■ **Things to do**:
1. Translate into French this sentence from the article on Singapore–United Kingdom friendship: "Parliament also paid tribute to former Prime Minister Lee Kuan Yew on his 90th Birthday."
2. According to the article on Singapore–United Kingdom friendship, on what date did the British naval presence in Singapore end?
3. Carry on the article on Singapore–United Kingdom friendship, picking up right after its final sentence.

Traditional Friendship of Singapore and United Kingdom Remain Strong

A toast to Queen Elizabeth II by PM Lee Kuan Yew at the Istana.  Photo Credit:  AFS collection
PM Lee Kuan Yew with Queen Elizabeth II during a dinner reception in Singapore

On the 90th birthday of former Prime Minister Lee Kuan Yew on 16 September, 2013, Queen Elizabeth II wrote in her birthday greetings: “Yours has been a most eventful life, inextricably interwoven with the history and development of your nation. It is notable that this year also marks the 50th anniversary of Singapore’s independence from the UK and I am delighted that the links between our countries remain so strong.”

Parliament also paid tribute to former Prime Minister Lee Kuan Yew on his 90th Birthday.

Although United Kingdom withdrew her military bases from Singapore over 4 decades ago, as discussed in the previous blog about the "pull-out" by Britain in 1971, the traditional friendship of Singapore and United Kingdom until today remain our relationship strong in many ways ... government to government and people to people.  It was a "pull-out" or withdrawal from Singapore which is now history,  the friendship and relationship of our two countries was never "cut-off".

In her birthday message to Mr Lee Kuan Yew, Queen Elizabeth II said: "For over 50 years, you have been a decisive figure helping to shape Singapore's destiny and leading your country to peace and prosperity... You can look back on your achievements with pride."

British High Commissioner Antony Phillipson's article commemorating the 50th anniversary of Singapore's independence from the UK reported here .

On September 24, 1975, the British naval presence in Singapore ended when the little warship, HMS Mermaid (a 2,520 tonne frigate), pulled slowly from the dockside as the band of the Gordon Highlanders struck up a fantasia of British sea songs, and then 'Auld Lang Syne'.  The base had already been handed over by the British on December 1, 1968 and converted by the Singapore Government into a commercial repair yard.

■ **Stored records**:
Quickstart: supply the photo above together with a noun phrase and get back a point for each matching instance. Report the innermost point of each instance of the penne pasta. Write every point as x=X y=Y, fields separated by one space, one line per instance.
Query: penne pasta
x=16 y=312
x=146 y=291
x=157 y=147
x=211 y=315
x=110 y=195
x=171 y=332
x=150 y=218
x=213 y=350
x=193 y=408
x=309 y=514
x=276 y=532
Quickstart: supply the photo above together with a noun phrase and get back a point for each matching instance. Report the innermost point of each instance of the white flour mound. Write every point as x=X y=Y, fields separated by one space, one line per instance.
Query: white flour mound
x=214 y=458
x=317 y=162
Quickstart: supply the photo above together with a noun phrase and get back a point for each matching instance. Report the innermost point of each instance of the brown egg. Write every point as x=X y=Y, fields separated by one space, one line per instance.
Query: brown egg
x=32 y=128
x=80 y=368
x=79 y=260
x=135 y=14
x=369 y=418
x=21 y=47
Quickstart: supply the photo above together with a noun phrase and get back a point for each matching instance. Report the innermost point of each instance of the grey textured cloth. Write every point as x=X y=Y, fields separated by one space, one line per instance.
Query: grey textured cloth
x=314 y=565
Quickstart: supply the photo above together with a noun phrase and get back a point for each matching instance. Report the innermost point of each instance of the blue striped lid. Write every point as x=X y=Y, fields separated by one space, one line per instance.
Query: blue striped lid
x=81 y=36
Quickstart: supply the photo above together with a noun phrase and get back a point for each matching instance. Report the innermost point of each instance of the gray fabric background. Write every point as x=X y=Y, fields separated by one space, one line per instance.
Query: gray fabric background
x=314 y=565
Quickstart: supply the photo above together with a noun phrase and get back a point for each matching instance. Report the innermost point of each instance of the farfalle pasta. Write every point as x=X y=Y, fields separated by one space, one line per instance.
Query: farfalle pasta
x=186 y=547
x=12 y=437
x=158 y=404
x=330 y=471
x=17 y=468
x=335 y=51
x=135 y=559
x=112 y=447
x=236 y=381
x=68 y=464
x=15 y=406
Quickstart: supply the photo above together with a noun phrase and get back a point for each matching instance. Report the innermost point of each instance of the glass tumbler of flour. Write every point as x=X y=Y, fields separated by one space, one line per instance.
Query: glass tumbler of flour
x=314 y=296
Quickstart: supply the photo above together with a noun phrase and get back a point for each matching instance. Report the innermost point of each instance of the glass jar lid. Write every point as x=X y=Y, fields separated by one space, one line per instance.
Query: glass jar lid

■ **Answers to the exercises**:
1. Le Parlement a également rendu hommage à l'ancien Premier ministre Lee Kuan Yew à l'occasion de son 90e anniversaire.

2. September 24, 1975.

3.
On October 1, 1975 the Gordon Highlanders played their last game of football on the Padang.  This was where the British had first introduced the game of cricket and other sports, some 160 years earlier.  Having played this game they quietly moved away and the occasion passed unnoticed.

The last British soldier to leave Singapore was Colonel J.C.A. Swynnerton OBE.  He departed in a commercial aircraft on Mar 31, 1976.  The Straits Times described him as the 'last link' in a chain of events which had been started 157 years earlier by Sir Stamford Raffles, who had brought the first British soldiers with him.  At one time British forces had occupied particularly a tenth of the island.

By coincidence Sir Harold Wilson who, as Prime Minister, had ordered out the troops, was in Singapore ten years later to the very day.  At a dinner party Mr Lee Kuan Yew revealed his debt to Sir Harold Wilson, saying that but for Wilson's understanding and support at the time of Singapore's separation from Malaysia, the history of Singapore would have been different.  "Put simply, if obliquely, I was saved from martyrdom by Harold Wilson."  Lee doubted if there would have been an independent Singapore.  He admitted that Singapore today was not another 'broken-back country' mainly because of the considerate manner and measured pace of military withdrawal in 1968.  All military installations (barracks, airfields, naval base) were handed over in working order, free, and as quickly as they could be converted to civilian use.  As Lee pointed out, this was not always the case when a metropolitan power departed from other parts of Asia or Africa.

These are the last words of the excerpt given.